EXTRAIT

--------------------

Passager au Long Cours
François Gerboin

Chapitre 3 :

Le Havre - Fort de France
à bord du "FORT DESAIX"

J'étais reparti des Antilles en cargo à l'âge de 13 ans et ce sera donc le "cargo-club", à Paris, qui me donnera l'idée d'un pélerinage retour, 28 ans plus tard, sur l'un des fameux "bananiers" de la CGM .
Mais si la Compagnie Générale Maritime utilise toujours le stock de billets de l'ex-glorieuse Compagnie Générale Transatlantique (la "Transat"), en ce mois de mars 1995, elle n'en a plus la même aura et ses élégants cargos-bananiers classiques se sont mis à l'ère du conteneur, en troquant leur couleur blanche traditionnelle sur la ligne des Antilles par une une coque noire (couleur plus économique) : 4 imposants portes-conteneurs réfrigérés-PCRP (le P signifiant polyvalent..car au départ de France ce n'est bien sûr pas de la banane), dont mon "Fort Desaix", construit en 1980, long de 214,85 m et large de 31 m, filant 21 noeuds poussé par un moteur Sulzer de 33 000 CV.

C'est le choix le plus immédiat pour un Français qui veut voyager sur un cargo français, ces navires prennant encore, traditionnellement, quelques passagers (12 maximum, absence de médecin à bord oblige, ce qui est encore beaucoup aujourd'hui).

Au programme, une dizaine de jours de navigation vers la Martinique (2ème destination du navire: la Guadeloupe), avec pour seule escale Montoir, près de St Nazaire. Essentiellement de la mer donc (parfait pour se reposer), mais une destination à la fois dépaysante et non déboussolante, car en départements français d'outre-mer. Prise en charge CGM dès la gare du Havre par deux monospaces + remorque, avec la dizaine d'autres passagers; je découvre, dans ce port tentaculaire, un navire certes impressionnant, mais à la coque d'apparence passablement rouillée (ou tout au moins à la peinture fatiguée); mais c'est surtout la hauteur du château et l'immense cheminée qui captent mon attention.
 

Le tour des installations intérieures confirmera ma déception initiale: plus aucun charme, décoration inexistante, traces de suie non seulement sur les tapis de coursives, mais aussi sur la moquette de la cabine, dans laquelle le mobilier fatigué semble provenir des greniers de la Transat...

Pour l'anecdote, à noter que la table de la salle à manger sera recouverte d'une nappe blanche présentant comme motif la célèbre Licorne des Messageries Maritimes : au moins, là, aurai-je l'impression, avec la très bonne cuisine du bord (de tradition dans la Mar Mar..ce qui ne sera pas du tout le cas sur mon petit porte-conteneur allemand "Paaschburg" plus tard) et avec le vin à volonté étiqueté "des chais de la Transat", de perpétuer l'histoire de nos glorieuses compagnies maritimes.

--------------------

DONNÉES FOURNIES
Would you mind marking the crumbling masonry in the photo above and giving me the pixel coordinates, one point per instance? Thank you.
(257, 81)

--------------------

SÉRIE D'EXERCICES
1. D'après l'extrait, en quelle année le « Fort Desaix » a-t-il été construit ?
2. Recopiez le passage de l'extrait qui va de « Pour l'anecdote, à » jusqu'à « glorieuses compagnies maritimes. » inclus, en remplaçant « nappe blanche » par « nappe bleue ».

CORRIGÉ
1. En 1980.

2.
Pour l'anecdote, à noter que la table de la salle à manger sera recouverte d'une nappe bleue présentant comme motif la célèbre Licorne des Messageries Maritimes : au moins, là, aurai-je l'impression, avec la très bonne cuisine du bord (de tradition dans la Mar Mar..ce qui ne sera pas du tout le cas sur mon petit porte-conteneur allemand "Paaschburg" plus tard) et avec le vin à volonté étiqueté "des chais de la Transat", de perpétuer l'histoire de nos glorieuses compagnies maritimes.